#### [Stated exercise]
In the Pinnacle Super text, copy out the passage starting with "2) Additional riders" and going on through "than their benchmark.", swapping "laggard" for "underperformer".

#### [Text extract]
..........
Pinnacle Super is a low-priced scheme bundled with a lot of investment options and strategy to cater to all kind of investors. Those who are looking for modest returns can consider this policy

 


   LAUNCHED in March 2011, ICICI Pru Pinnacle Super also mirrors most other guaranteed net asset value (NAV) unitlinked schemes in the market. The unique proposition of this product is the varied investment option and strategies available under the scheme. Pinnacle Super offers two types of investing strategy including fixed portfolio and smart trigger portfolio strategy. Further, under fixed portfolio, policy holders have the option of seven funds to invest in. Smart trigger portfolio strategy books gains made in equity markets and reinvest the gains in the choice of fund. Also, there are three types of guarantees on offer for the investor. These include highest guarantee NAV, 110% of the guaranteed NAV and highest NAV recorded on a daily basis subject to a minimum of 15.

COST STRUCTURE:

The cost structure of Pinnacle Super is lower compared with its peers. The investment option does not attract any extra charge. Further, transfer from one investment strategy to another once in every policy year is free of cost. However, the three types of guarantees do attract an extra charge of 0.5%. Since it is more of an investment scheme, investors will be better off taking a lowest death benefit as the mortality charge is 1.25 times that of LIC charge.

BENEFITS:

ICICI gives loyalty units at 2% of fund value on maturity as an incentive to policyholders. A few other benefits include:


   1) Increase or decrease of sum assured anytime within the policy tenure.
   2) Additional riders such as critical illness and waiver of premium benefit on payment of additional charge

PERFORMANCE:

Pinnacle Super offers a range of funds for the investor. The equity basket is larger than that of debt funds. Most of the equityoriented funds have over 80% equity exposure. However, only a few of these have outperformed their respective benchmarks. Of the four equity funds, multi-cap growth and dynamic P/E fund are the one that has shown impressive returns, while bluechip fund, which aims to invest in Nifty stocks, has been a laggard. Opportunity fund has an interesting investment objective of investing in resources, consumption-related, investment-related industries. The performances of debt-oriented income fund and money market fund have better than their benchmark.

PORTFOLIO:

ICICI's portfolio is also highly exposed to banking and oil and gas sector. The portfolio has always been highly bullish on metal sector, which has been quite volatile sector. While some other like healthcare sector, a relatively low beta sector, fails to catch the attention of fund manager.

DEATH/MATURITY BENEFIT:

Upon maturity, the policyholder receives the accumulated fund value. If you have selected the highest NAV guarantee fund option, the fund value will be computed on the basis of, highest NAV, 110% of the highest NAV or NAV whichever is higher of 15 or the highest NAV during the initial seven years of fund. However, if the free asset allocation strategy is selected, then the fund value will be the corpus prevailing in the investment option on the date of the maturity. On sudden demise of the policyholder, the nominee will receive higher of the sum assured or the fund value in case of single premium. However, if the policyholder has opted for a fiveyear limited premium option, then the death benefit is a sum of both sum assured and fund value.

OUR VIEW:

Pinnacle Super is a low-priced scheme bundled with a lot of investment options and strategy to cater to all kind of investors. However, the fact is that as the guarantee is provided, the scheme is managed in a conservative manner. Investors looking for modest returns, like 8-10%, can invest in this policy. Those who are not opting any guarantee should opt for dynamic P/E or multi cap growth fund to maximise returns.
..........
(Collected data entries)

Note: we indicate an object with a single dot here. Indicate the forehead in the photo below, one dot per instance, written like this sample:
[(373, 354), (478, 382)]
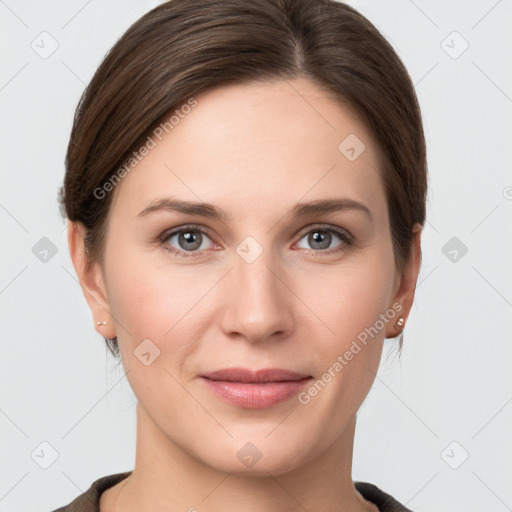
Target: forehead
[(255, 146)]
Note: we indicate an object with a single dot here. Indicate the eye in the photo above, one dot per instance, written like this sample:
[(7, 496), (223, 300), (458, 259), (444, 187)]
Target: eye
[(189, 240), (320, 238)]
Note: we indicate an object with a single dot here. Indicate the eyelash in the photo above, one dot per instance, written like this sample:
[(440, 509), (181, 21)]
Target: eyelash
[(344, 236)]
..........
#### [Task output]
2) Additional riders such as critical illness and waiver of premium benefit on payment of additional charge

PERFORMANCE:

Pinnacle Super offers a range of funds for the investor. The equity basket is larger than that of debt funds. Most of the equityoriented funds have over 80% equity exposure. However, only a few of these have outperformed their respective benchmarks. Of the four equity funds, multi-cap growth and dynamic P/E fund are the one that has shown impressive returns, while bluechip fund, which aims to invest in Nifty stocks, has been a underperformer. Opportunity fund has an interesting investment objective of investing in resources, consumption-related, investment-related industries. The performances of debt-oriented income fund and money market fund have better than their benchmark.